Dataset records →
----------------------------------------
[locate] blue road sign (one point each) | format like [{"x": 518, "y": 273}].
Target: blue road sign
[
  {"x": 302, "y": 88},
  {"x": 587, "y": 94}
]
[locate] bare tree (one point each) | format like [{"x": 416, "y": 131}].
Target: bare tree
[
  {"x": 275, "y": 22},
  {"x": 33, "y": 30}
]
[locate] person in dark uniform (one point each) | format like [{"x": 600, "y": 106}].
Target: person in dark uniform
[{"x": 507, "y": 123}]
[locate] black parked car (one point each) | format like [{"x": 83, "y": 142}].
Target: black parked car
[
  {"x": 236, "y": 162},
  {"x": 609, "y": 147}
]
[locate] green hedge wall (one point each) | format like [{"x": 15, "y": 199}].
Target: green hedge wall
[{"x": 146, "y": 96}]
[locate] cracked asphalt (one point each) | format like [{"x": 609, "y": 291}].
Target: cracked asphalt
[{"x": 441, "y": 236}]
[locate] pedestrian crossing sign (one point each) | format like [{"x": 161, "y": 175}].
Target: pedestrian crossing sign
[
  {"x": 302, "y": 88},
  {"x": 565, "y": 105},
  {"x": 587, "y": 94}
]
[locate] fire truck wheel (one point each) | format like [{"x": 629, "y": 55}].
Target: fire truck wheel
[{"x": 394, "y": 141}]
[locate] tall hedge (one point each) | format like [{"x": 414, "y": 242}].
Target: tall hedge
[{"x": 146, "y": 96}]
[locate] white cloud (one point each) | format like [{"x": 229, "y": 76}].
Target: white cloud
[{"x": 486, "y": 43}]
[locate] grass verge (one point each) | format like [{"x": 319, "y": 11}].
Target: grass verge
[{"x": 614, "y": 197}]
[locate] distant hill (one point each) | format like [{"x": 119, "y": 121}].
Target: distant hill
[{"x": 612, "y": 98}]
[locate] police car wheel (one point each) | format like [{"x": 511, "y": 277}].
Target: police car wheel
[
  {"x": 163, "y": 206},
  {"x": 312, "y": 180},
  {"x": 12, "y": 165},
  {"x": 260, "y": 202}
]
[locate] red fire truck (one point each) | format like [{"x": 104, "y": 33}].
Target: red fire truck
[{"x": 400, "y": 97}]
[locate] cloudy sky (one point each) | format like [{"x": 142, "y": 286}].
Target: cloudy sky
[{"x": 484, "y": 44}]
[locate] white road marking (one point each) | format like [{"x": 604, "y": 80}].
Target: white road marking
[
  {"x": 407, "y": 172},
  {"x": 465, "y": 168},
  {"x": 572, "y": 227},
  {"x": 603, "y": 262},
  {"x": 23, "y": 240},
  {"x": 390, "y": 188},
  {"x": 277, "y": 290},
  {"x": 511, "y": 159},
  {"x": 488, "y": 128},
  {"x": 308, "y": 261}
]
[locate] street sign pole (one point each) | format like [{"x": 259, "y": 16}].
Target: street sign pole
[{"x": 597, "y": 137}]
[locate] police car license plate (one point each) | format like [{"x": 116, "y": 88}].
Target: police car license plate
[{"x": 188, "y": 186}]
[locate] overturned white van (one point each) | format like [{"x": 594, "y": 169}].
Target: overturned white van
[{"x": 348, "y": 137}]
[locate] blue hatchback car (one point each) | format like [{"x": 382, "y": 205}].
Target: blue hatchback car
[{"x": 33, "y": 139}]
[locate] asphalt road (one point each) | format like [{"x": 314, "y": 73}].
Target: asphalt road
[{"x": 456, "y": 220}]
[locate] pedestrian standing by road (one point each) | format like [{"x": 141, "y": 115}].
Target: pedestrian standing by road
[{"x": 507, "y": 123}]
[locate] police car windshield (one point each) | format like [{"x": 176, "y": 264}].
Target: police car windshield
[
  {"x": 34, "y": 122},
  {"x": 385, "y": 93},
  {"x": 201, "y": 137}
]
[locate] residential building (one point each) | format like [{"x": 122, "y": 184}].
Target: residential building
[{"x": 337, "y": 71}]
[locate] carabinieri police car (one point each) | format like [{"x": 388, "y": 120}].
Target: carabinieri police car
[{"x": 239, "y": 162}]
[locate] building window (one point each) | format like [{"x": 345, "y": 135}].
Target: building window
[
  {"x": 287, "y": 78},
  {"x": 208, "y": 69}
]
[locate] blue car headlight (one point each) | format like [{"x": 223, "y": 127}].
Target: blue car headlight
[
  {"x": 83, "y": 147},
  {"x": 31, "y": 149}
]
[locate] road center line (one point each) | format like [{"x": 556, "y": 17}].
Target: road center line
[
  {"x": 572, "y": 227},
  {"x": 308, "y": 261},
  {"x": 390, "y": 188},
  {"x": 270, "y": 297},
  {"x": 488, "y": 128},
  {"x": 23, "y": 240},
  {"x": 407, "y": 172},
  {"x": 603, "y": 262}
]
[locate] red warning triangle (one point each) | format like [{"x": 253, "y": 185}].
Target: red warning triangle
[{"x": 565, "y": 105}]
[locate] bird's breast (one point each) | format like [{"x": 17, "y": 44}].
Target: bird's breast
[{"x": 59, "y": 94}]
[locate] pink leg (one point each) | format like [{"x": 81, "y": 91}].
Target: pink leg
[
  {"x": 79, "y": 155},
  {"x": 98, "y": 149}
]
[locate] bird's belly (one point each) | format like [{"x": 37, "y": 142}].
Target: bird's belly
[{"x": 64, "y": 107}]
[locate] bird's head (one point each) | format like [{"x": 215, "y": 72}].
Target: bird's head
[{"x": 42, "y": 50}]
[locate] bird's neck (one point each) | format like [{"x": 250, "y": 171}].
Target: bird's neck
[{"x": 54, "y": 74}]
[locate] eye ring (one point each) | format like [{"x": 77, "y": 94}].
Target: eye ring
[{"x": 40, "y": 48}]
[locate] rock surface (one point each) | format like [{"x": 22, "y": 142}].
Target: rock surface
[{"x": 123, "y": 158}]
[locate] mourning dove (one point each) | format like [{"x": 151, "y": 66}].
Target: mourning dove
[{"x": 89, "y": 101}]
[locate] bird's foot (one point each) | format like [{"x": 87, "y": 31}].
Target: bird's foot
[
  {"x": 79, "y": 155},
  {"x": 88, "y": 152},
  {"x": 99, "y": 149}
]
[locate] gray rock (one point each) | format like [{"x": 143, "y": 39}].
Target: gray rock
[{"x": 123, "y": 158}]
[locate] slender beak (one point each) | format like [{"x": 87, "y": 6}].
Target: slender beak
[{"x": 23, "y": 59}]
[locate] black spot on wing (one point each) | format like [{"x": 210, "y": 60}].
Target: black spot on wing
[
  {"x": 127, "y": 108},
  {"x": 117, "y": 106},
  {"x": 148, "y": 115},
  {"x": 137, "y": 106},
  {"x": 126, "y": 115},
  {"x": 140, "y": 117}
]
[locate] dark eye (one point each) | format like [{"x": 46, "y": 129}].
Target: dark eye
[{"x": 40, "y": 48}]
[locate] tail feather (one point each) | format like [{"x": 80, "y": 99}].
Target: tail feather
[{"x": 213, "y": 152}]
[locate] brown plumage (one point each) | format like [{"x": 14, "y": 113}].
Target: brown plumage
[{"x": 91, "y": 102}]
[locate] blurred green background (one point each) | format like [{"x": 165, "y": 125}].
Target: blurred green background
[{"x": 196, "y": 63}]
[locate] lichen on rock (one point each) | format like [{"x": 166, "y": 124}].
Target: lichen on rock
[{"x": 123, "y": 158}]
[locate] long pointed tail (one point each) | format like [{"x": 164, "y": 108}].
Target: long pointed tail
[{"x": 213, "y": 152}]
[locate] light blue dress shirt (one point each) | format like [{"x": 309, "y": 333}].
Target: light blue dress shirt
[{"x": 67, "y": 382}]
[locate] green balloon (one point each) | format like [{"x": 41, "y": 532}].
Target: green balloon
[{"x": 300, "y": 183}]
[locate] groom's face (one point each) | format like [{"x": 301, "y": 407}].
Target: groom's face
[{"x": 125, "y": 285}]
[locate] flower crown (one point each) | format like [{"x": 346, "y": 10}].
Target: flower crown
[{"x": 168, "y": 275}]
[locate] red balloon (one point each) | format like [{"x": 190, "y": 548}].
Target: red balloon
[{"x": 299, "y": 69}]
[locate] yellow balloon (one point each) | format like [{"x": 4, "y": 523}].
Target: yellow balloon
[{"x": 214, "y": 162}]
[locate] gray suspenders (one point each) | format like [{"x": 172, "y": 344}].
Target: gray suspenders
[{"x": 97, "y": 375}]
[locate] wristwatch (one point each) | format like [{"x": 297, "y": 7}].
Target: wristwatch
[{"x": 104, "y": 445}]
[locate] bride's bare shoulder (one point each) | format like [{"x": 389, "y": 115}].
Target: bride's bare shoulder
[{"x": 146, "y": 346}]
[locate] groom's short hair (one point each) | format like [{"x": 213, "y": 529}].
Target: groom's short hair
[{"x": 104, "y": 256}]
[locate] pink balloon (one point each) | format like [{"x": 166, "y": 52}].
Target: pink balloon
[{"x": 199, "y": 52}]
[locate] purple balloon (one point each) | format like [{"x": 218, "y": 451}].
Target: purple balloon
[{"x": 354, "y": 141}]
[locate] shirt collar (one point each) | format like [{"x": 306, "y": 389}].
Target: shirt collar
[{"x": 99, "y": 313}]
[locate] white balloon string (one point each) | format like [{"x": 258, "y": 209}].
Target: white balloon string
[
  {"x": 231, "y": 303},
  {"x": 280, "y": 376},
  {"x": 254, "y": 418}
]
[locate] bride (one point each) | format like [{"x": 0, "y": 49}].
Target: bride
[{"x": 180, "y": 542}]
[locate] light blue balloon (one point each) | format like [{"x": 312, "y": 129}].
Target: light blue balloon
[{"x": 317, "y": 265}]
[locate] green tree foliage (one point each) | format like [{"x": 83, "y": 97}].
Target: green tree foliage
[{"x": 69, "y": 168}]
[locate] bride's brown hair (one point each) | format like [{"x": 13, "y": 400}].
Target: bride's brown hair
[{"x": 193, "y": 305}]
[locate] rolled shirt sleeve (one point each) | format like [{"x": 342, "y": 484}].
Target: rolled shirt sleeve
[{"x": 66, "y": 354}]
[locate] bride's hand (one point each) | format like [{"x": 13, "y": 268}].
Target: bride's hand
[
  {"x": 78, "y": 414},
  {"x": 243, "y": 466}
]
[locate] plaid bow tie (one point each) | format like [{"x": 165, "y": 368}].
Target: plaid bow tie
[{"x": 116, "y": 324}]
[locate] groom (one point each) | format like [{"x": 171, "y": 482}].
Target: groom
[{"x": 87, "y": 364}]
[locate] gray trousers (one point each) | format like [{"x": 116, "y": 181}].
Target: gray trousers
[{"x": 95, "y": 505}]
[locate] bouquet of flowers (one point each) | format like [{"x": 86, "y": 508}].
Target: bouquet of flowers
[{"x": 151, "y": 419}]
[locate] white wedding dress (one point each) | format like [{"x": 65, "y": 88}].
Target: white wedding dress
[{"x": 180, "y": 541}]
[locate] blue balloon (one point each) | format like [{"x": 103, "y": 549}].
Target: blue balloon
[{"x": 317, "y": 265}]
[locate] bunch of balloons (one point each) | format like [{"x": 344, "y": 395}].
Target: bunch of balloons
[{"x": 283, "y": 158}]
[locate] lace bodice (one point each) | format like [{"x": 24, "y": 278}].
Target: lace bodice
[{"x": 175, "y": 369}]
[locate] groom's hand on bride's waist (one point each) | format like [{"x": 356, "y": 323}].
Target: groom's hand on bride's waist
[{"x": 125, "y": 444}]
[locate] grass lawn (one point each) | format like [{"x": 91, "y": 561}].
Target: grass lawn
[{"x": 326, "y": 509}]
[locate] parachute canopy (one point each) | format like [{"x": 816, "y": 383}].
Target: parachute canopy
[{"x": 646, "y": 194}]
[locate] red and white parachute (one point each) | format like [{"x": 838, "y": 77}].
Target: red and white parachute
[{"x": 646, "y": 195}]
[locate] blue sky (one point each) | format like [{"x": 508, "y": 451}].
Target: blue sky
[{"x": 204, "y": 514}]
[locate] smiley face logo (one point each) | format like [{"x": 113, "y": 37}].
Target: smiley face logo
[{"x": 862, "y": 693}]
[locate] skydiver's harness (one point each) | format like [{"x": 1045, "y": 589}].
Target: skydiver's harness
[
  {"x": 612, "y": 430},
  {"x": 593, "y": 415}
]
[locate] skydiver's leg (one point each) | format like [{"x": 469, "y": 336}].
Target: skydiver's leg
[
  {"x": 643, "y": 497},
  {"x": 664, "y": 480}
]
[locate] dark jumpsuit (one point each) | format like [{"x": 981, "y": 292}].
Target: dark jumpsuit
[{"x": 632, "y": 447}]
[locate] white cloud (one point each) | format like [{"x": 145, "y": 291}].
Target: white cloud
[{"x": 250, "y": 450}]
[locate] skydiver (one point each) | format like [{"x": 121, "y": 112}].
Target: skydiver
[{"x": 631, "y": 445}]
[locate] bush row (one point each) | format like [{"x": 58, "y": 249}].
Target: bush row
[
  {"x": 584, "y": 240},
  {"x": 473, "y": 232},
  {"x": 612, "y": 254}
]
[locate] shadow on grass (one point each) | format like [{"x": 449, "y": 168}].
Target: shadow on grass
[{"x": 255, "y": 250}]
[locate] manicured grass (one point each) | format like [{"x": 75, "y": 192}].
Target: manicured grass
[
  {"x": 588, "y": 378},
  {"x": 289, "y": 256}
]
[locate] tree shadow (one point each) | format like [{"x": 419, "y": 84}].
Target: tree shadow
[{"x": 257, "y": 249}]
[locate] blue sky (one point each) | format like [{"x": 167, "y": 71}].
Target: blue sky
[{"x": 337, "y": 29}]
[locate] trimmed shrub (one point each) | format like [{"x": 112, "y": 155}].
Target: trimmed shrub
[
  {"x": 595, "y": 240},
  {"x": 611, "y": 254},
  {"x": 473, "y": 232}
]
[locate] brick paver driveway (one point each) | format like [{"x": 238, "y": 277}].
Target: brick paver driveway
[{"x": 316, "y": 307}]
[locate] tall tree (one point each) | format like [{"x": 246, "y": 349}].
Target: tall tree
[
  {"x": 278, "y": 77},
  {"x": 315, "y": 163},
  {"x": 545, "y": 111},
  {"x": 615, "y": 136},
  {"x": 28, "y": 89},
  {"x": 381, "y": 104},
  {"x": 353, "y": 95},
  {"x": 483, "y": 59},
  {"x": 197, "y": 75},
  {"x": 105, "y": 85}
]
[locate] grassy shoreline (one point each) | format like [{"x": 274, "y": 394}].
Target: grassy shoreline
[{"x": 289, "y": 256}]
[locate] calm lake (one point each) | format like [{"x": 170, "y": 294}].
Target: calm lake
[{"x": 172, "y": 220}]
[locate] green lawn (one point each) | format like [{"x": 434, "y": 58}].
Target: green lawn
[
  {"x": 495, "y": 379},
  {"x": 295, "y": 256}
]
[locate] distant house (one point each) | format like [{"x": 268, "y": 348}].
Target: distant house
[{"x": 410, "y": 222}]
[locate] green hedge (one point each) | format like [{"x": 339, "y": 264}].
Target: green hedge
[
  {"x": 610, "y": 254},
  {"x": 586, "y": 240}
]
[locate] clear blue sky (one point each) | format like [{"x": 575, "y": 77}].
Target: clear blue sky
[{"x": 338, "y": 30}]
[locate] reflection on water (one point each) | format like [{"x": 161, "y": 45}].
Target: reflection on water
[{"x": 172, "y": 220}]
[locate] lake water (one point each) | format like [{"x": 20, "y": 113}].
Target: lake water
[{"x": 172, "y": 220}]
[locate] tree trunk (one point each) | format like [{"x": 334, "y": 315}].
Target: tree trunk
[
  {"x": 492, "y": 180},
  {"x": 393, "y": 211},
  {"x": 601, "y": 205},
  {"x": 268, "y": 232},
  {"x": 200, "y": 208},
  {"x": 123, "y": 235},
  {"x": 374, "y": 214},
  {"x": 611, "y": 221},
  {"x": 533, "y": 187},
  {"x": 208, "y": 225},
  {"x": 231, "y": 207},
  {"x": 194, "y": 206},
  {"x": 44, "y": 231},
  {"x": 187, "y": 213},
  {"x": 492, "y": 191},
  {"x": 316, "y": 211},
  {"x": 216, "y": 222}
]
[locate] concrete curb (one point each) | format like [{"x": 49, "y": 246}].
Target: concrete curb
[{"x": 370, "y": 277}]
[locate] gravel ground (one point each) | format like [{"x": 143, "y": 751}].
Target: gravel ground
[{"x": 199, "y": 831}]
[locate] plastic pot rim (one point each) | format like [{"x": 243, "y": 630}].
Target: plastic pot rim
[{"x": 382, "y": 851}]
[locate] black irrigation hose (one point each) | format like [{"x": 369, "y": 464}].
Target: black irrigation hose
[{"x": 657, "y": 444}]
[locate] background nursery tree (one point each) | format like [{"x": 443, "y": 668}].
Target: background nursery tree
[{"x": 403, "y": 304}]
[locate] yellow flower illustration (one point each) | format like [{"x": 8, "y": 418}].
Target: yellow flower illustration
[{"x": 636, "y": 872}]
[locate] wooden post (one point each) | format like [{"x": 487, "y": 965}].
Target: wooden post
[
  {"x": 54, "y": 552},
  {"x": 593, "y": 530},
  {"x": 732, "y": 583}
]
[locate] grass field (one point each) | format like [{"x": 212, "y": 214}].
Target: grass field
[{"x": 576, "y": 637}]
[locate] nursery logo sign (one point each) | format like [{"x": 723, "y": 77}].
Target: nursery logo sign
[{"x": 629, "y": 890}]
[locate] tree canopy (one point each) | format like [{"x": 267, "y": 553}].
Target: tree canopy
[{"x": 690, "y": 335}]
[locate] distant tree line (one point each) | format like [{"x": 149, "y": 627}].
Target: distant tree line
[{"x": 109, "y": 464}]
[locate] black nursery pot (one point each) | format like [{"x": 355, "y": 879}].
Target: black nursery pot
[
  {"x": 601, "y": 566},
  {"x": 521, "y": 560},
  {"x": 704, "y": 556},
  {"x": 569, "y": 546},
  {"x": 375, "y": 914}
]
----------------------------------------
Stated goal → Using the material above, reproduce exactly the line that contains "[locate] grass field" and all lines after it through the last one, and only those.

Worked solution →
[locate] grass field (one point each) | format like [{"x": 212, "y": 214}].
Target: grass field
[{"x": 576, "y": 637}]
[locate] nursery logo sign (one point each) | format like [{"x": 723, "y": 77}].
Target: nursery logo sign
[{"x": 629, "y": 890}]
[locate] tree canopy (one point each) | format like [{"x": 267, "y": 553}].
Target: tree canopy
[{"x": 690, "y": 335}]
[locate] distant tree line (one point each) | format like [{"x": 149, "y": 627}].
Target: distant tree line
[{"x": 109, "y": 464}]
[locate] black nursery pot (one point each) | format like [{"x": 355, "y": 879}].
Target: black nursery pot
[
  {"x": 601, "y": 566},
  {"x": 521, "y": 560},
  {"x": 704, "y": 556},
  {"x": 569, "y": 546},
  {"x": 375, "y": 914}
]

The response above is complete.